### Aufgabe A
Beantworte anhand des Textes über die Intensivmedizin nach Corona diese Fragen:
(i) Wie viel Prozent der befragten Krankenhäuser gaben in der Umfrage des Deutschen Krankenhausinstituts an, weniger Intensivpflegepersonal zur Verfügung zu haben als Ende 2020?
(ii) Welche Überschrift trägt der erste nummerierte Punkt?
(iii) Wer hat das Motto „Versöhnen statt spalten“ laut dem Text geprägt?
### Aufgabe B
Schreibe den Text über die Intensivmedizin nach Corona im gleichen Ton weiter, beginnend nach seinem letzten Satz.

### Zitierter Text
※ ※ ※

Wenn aber Corona irgendwann einmal Geschichte ist, wird es einen Neustart geben müssen in der Intensivmedizin. Allerspätestens dann. Denn die Lage ist ernst.

Was brauchen wir dann?

 

1. Kassensturz. Schonungslose Bestandsaufnahme:

Wer ist eigentlich noch da? Wer bleibt?

Schon jetzt haben in einer Umfrage des Deutschen Krankenhausinstituts 72 Prozent der befragten Krankenhäuser angegeben, weniger Intensivpflegepersonal zur Verfügung zu haben, als noch Ende 2020. Ich fürchte, dass noch mehr gehen werden.

Ein großer Teil hat aus Loyalität zu Patient, Kollegium und Gesellschaft gesagt: „Ich halte durch. Aber: Wenn die Pandemie vorbei ist, suche ich mir etwas anderes. Too much.“ Ich hoffe, es bleiben möglichst viele in diesem tollen Beruf. Aber verdenken werde ich es niemandem, der sagt: „So long, farewell, auf Wiedersehen. Goodbye.“

Ich hoffe, wir können möglichst viele zum Bleiben bewegen, denn der Arbeitsbereich Intensivstation ist faszinierend.

 

2. Barmherzigkeit mit dem Gegenüber

Wir sind alle total durch. Wir haben mehr gearbeitet denn je. Wir haben viel Leid gesehen und Sterben bezeugt. Wir haben plötzliche Todesfälle von jungen Menschen miterlebt. Bei jeder Auseinandersetzung mit Kollegen, Angehörigen, Patienten und MitarbeiterInnen anderer  Professionen müssen wir das im Kopf behalten. Wir alle tragen ein schweres Bündel dieser Last, unverarbeiteter Erlebnisse. Ich merke an meinem eigenen Nervenkostüm, das bei vielen Reaktionen und auch dieses Päckchen eine große Rolle spielt. Bei jeder „merkwürdigen“ Reaktion des Gegenübers sollten wir vor einer Reaktion dies bedenken: Er oder sie hat zwei Jahre Pandemie in den Knochen und sicher einen harten Tag. Wir brauchen nun -mehr denn je- Nachsicht miteinander. Nicht alles ist erlaubt, aber manches muss man vielleicht erst am Folgetag besprechen, wenn die Wogen etwas geglättet sind. „Versöhnen statt spalten“ hat Johannes Rau das genannt.

※ ※ ※

### Datensätze
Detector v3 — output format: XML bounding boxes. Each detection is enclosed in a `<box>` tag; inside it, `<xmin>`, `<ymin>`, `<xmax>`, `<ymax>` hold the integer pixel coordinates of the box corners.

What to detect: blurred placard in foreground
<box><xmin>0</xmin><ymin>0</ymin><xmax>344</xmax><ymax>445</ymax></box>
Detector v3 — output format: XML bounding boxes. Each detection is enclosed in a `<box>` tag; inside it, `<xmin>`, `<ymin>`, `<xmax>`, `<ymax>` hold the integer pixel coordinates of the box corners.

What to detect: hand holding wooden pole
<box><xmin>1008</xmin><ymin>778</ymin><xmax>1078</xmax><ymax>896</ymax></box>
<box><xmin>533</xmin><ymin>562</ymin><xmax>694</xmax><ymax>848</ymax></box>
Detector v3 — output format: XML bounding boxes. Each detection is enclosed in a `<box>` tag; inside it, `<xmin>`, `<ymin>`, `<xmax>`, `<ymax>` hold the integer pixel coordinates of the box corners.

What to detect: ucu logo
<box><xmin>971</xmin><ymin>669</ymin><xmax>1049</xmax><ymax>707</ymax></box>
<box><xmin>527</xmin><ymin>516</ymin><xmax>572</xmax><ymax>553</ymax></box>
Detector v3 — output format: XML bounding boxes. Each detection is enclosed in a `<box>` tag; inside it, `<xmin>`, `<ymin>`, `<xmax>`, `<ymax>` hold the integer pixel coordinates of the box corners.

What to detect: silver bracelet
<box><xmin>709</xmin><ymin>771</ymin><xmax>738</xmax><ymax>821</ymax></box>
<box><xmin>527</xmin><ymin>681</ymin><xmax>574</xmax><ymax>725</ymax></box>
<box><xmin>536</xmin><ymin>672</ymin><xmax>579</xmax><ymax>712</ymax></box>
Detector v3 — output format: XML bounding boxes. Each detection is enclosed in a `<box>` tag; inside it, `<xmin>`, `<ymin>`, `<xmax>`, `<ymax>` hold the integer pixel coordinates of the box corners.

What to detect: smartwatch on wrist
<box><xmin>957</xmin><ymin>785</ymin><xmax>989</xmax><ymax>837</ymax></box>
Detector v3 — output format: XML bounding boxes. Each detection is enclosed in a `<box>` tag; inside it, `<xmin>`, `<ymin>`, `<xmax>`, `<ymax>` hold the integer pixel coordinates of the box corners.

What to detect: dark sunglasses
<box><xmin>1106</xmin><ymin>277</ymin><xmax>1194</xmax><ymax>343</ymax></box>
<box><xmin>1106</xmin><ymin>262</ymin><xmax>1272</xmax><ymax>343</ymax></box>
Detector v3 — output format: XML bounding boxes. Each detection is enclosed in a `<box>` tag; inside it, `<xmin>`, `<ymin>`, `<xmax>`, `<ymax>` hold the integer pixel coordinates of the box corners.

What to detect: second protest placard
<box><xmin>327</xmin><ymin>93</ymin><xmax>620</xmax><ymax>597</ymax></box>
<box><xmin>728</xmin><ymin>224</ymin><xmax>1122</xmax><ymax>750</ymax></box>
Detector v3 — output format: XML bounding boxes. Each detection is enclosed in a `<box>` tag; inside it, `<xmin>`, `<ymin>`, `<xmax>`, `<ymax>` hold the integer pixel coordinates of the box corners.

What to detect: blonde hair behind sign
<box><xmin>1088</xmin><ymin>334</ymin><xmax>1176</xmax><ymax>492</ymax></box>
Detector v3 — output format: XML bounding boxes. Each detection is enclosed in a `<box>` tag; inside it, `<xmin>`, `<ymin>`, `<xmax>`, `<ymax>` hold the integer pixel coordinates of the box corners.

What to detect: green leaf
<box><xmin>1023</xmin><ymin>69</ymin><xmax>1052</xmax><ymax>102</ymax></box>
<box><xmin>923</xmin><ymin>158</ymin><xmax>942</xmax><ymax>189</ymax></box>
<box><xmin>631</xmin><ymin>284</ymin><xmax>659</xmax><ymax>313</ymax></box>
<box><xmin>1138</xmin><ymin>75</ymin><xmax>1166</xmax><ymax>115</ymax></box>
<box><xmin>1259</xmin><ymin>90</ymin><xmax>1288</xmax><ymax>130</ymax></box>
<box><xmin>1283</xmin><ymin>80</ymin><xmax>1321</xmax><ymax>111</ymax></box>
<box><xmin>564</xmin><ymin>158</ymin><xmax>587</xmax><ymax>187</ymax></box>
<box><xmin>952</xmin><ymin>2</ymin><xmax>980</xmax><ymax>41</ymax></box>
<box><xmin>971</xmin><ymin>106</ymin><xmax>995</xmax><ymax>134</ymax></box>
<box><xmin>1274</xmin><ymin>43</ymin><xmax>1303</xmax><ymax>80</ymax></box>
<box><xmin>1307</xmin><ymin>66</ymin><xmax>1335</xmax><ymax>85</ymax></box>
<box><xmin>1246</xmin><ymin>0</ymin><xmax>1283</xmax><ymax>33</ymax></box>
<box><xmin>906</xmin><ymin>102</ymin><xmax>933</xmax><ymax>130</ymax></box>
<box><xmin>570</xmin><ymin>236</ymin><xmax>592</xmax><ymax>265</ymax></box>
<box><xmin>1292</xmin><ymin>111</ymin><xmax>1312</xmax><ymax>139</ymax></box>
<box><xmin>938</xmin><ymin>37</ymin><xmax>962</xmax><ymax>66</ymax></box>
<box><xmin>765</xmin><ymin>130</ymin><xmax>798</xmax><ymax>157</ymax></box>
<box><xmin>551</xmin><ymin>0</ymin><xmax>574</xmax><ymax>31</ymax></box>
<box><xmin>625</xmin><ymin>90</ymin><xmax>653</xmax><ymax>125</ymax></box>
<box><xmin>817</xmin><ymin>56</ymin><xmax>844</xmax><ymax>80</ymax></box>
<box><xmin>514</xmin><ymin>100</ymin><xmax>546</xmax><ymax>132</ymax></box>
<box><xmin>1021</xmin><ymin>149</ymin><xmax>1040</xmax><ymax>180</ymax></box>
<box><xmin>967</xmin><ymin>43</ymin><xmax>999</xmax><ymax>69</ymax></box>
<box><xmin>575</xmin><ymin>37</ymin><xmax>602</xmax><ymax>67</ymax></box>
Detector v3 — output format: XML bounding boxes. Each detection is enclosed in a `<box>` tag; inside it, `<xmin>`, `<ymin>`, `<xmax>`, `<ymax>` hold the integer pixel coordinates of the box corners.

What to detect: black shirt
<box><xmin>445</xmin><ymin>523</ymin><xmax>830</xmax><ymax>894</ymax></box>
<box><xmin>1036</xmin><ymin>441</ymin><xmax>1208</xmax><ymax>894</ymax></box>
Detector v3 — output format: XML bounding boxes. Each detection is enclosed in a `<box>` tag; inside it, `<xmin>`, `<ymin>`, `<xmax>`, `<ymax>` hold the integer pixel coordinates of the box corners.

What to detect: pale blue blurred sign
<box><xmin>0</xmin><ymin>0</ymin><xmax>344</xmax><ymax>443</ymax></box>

※ ※ ※

### Erwartete Ausgabe A
(i) 72 Prozent
(ii) „Kassensturz. Schonungslose Bestandsaufnahme“
(iii) Johannes Rau

### Erwartete Ausgabe B
 

3. Leadership und Aufbruch

Wir brauchen jetzt keine Unternehmensberater, die uns erzählen, wie wir die Liegezeit verkürzen oder mehr Income generieren können (Hab solche Menschen noch nicht kennengelernt, aber bin auch nicht heiß drauf).

Wir brauchen die Menschen auf den Stationen, den Wachen und den Notaufnahmen, die bereit sind, zu analysieren, was jetzt dran ist. Was wir besser machen können. Auf welche Tätigkeiten wir vielleicht auch verzichten können, um die angestiegene Workload bei immer weniger Intensivkräften zu beherrschen.

Diese Mitarbeiterinnen und Mitarbeiter müssen wir um jeden Preis motiviert halten. Wir müssen sie von sinnbefreiten Tätigkeiten, übermäßigen Dokumentationspflichten und unnötigen Lasten, die sie tragen müssen, befreien. Wir sollten sie so befähigen, dass so zu tun, was sie am besten können: Intensivmedizin. Patientenversorgung. Notfallversorgung.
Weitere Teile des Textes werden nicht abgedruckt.